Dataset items

• • • •

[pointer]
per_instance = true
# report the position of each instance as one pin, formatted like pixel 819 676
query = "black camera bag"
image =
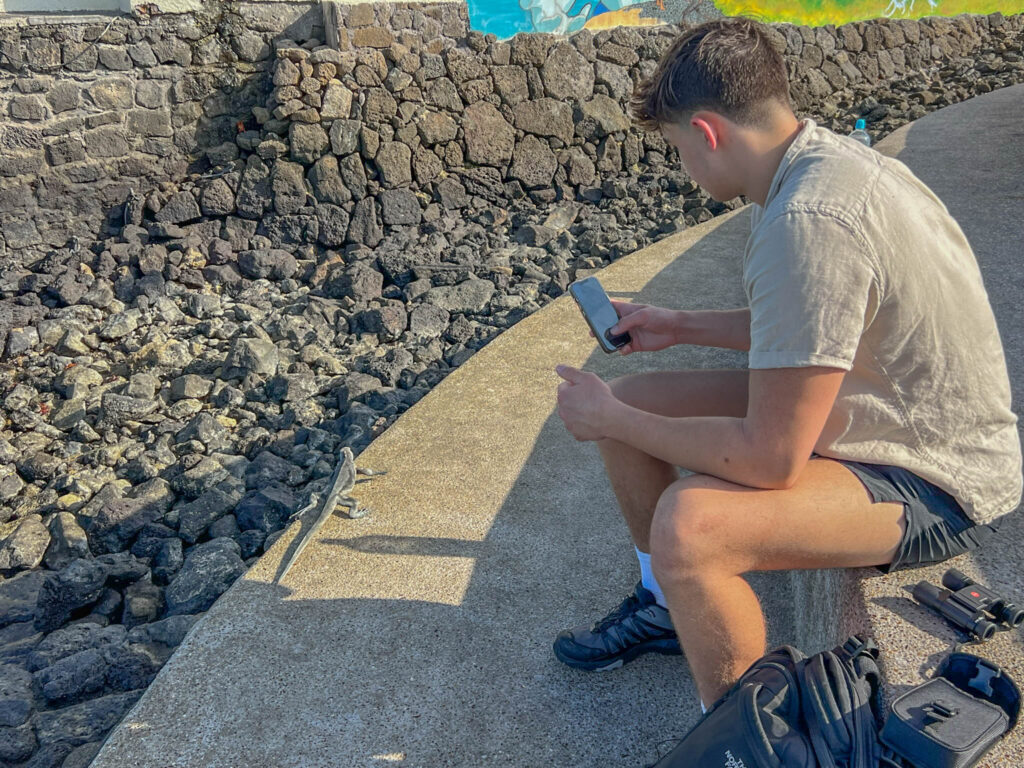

• • • •

> **What the exercise asks**
Where an entry contains an image, skip the image and write out the rest exactly.

> **Response to the task**
[pointer]
per_instance = true
# report the position of each instance as one pin, formatted like pixel 819 676
query = "black camera bag"
image =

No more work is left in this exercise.